### Stored data entries
──────

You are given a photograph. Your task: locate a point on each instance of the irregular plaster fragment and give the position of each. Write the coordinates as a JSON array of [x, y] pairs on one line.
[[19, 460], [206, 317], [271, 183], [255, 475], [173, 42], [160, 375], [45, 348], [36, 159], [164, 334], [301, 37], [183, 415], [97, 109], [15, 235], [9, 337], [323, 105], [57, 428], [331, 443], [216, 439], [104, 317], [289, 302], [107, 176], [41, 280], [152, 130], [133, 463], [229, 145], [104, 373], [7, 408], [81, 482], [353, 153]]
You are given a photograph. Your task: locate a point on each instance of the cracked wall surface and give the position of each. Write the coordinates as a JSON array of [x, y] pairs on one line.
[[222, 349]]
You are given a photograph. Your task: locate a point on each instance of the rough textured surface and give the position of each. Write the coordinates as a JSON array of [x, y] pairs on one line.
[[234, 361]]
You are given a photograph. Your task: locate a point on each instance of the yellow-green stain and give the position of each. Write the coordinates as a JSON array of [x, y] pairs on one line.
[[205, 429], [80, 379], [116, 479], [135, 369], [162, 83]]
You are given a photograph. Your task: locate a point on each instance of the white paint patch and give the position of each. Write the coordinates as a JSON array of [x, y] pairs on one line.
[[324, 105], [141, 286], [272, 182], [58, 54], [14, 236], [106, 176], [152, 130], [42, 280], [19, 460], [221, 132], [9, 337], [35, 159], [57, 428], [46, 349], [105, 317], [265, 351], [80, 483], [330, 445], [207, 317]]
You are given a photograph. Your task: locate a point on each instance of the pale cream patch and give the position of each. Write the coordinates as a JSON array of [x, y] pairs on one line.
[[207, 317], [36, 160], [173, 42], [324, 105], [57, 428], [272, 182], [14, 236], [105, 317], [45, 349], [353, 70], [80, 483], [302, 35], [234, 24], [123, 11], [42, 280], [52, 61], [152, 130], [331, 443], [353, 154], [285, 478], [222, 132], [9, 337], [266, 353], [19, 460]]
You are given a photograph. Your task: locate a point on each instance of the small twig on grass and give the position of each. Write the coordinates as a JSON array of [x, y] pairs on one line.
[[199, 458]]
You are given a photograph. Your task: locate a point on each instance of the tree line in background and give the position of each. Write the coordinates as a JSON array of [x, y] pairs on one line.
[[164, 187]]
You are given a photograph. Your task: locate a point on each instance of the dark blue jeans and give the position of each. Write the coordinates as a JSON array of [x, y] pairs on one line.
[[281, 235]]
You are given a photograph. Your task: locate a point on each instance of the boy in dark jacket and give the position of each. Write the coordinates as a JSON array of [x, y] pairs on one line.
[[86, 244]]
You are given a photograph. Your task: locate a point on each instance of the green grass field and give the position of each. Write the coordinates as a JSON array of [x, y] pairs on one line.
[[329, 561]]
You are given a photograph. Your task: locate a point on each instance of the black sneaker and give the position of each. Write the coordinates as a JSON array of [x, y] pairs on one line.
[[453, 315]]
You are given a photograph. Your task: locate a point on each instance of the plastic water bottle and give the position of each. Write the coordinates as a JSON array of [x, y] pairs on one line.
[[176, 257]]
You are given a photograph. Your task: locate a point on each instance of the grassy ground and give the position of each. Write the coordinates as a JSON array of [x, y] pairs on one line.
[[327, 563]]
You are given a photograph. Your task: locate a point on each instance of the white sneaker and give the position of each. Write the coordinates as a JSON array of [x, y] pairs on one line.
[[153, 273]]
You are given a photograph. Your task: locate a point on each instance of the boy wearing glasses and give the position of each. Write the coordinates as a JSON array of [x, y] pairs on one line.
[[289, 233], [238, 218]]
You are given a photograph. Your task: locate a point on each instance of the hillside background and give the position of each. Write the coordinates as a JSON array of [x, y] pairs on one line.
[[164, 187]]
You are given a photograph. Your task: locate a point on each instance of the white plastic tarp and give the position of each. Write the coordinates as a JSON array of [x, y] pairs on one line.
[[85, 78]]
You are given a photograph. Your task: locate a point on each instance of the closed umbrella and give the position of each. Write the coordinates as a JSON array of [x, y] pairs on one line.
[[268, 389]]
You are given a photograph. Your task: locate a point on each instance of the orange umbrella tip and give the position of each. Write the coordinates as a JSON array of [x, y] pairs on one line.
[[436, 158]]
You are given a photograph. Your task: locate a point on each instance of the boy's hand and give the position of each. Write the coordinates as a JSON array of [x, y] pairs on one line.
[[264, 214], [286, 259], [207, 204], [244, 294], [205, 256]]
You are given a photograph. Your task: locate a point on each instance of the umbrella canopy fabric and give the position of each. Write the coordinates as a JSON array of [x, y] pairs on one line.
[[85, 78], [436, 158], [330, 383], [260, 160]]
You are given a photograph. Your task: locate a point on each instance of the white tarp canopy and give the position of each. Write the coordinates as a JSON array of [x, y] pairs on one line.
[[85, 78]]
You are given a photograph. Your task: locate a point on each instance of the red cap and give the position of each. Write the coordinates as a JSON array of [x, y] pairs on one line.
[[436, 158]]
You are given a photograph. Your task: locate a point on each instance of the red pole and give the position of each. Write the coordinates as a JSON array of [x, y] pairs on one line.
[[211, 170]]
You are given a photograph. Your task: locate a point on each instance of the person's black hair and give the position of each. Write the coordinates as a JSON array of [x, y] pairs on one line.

──────

### Exercise requirements
Nothing in the records above may differ in your copy; retype them in full.

### Solution to this problem
You are given a photograph. Your task: locate a point on each instance of the irregular plaster fragment and give the position of each. Write the coordinates as a JSON array of [x, y] pairs on one line.
[[19, 460], [206, 317], [271, 183], [255, 475], [173, 42], [160, 375], [45, 348], [36, 159], [164, 334], [301, 37], [183, 415], [97, 109], [15, 235], [9, 337], [323, 105], [57, 428], [331, 443], [216, 439], [104, 317], [289, 302], [107, 176], [41, 280], [152, 130], [133, 463], [229, 145], [104, 373], [7, 408], [81, 482], [353, 153]]
You are given a photograph. Your task: locate a point on each instance of the cracked wall surface and give the position of each. Write the coordinates as a JSON array of [x, y] pairs on one line.
[[222, 349]]
You are given a photograph. Your task: locate a point on each instance of the rough textured surface and give the position of each. Write the coordinates as a JSON array of [x, y] pairs on one line.
[[234, 361]]
You are given a photograph. Your task: locate a point on each instance of the yellow-green stain and give the position of each. Write the coordinates as a JSON array of [x, y] pairs on one line.
[[205, 429], [80, 379], [116, 479], [135, 369], [162, 83]]
You are given a photograph. Your task: locate a point on each instance of the white paint patch and give the position of each. Write the coordinates as a JSON array of [x, y] pairs on one line.
[[324, 105], [141, 286], [272, 182], [58, 54], [14, 236], [106, 176], [152, 130], [42, 280], [19, 460], [221, 132], [9, 337], [35, 159], [57, 428], [46, 349], [105, 317], [265, 351], [80, 483], [330, 445], [207, 317]]
You are given a photograph. Your task: locate a point on each instance of the pale cream patch and give the position of each. Write the coordinates as a JSON array of [x, y] pairs on one line.
[[207, 317], [36, 160], [173, 42], [324, 105], [57, 428], [272, 182], [14, 236], [105, 317], [45, 349], [353, 70], [80, 483], [302, 35], [234, 24], [123, 11], [42, 280], [52, 61], [152, 130], [331, 443], [353, 154], [285, 478], [222, 132], [9, 337], [266, 353], [19, 460]]
You are given a photograph. Your task: locate a point on each instance of the small twig on grass and give the position of each. Write the coordinates as a JSON array of [x, y] pairs on one line.
[[199, 458]]
You are given a photograph. Your task: locate a point on each instance of the tree line in background and give the position of each. Write the coordinates as a JSON array of [x, y] pairs on one line.
[[164, 187]]
You are given a photograph. Your task: locate a point on each instance of the dark blue jeans and give the position of each. Write the coordinates as a JSON array of [x, y] pairs on one line.
[[281, 235]]
You are given a photograph. Your task: locate a point on each instance of the boy in dark jacket and give the position of each. Write the coordinates as a JSON array of [x, y] pairs on one line.
[[86, 244]]
You are given a photograph. Your task: locate a point on each instance of the green grass field and give the position of each. Write the coordinates as a JSON array of [x, y] pairs on one line.
[[329, 561]]
You are given a photograph. Your task: locate a point on each instance of the black sneaker and give the position of each. Write the coordinates as a JSON array of [x, y] pairs on one line.
[[453, 315]]
You are given a photograph. Your task: locate a point on each instance of the plastic water bottle and give the position of each. Write the coordinates as a JSON array of [x, y] pairs on one line.
[[176, 257]]
You are given a photograph. Your task: locate a point on each instance of the grassy ground and give the position of each. Write the coordinates as a JSON array of [x, y] pairs on one line.
[[327, 563]]
You are given a photograph. Your task: locate a point on each instance of the white sneaker and give the position of each. Write the coordinates as a JSON array of [x, y] pairs on one line.
[[153, 273]]
You are given a photograph. Your task: locate a point on each instance of the boy wearing glasses and give the position of each. Write the coordinates as a JSON array of [x, y] pairs on one line.
[[289, 233], [238, 218]]
You are given a photograph. Your task: locate a point on each instance of the hillside background and give the position of each. Write the coordinates as a JSON array of [x, y] pairs on one line.
[[164, 187]]
You are given a photograph. Your task: locate a point on each instance of the white plastic tarp and give the position of each. Write the coordinates as a JSON array of [x, y] pairs on one line.
[[85, 78]]
You are given a photograph. Your task: locate a point on each instance of the closed umbrella and give the position of each. Write the coordinates as a JSON array of [x, y] pairs on one line.
[[268, 389]]
You are given a photograph. Your task: locate a point on each instance of the orange umbrella tip and give the position of each. Write the coordinates as a JSON array of [x, y] pairs on one line.
[[436, 158]]
You are given a photograph. Your task: locate a point on each instance of the boy's hand and give the position of each. Write the coordinates as a JSON array of [x, y] pairs on one line.
[[264, 214], [286, 259], [207, 204], [244, 294], [205, 256]]
You are given a photograph. Your task: locate a point on each instance of the umbrella canopy fabric and give the position of each. Write the coordinates as a JSON array of [x, y] pairs on one line.
[[85, 78], [436, 158], [330, 383], [260, 160]]
You are given a photograph. Your task: locate a point on each instance of the white tarp canopy and give the position of each. Write the coordinates as a JSON array of [x, y] pairs on one line.
[[85, 78]]
You are given a photograph. Your task: locate a point on each instance of the red cap and give the position of each. Write the coordinates as a JSON array of [x, y] pairs on one line.
[[436, 158]]
You are given a photograph. Your task: locate a point on each instance of the red pole and give the position of each. Write the coordinates as a JSON array of [x, y] pairs on one line.
[[211, 170]]
You are given a photograph. Your task: locate a point on each instance of the person's black hair and give the position of each. Write the coordinates as a JSON array of [x, y] pairs on one line.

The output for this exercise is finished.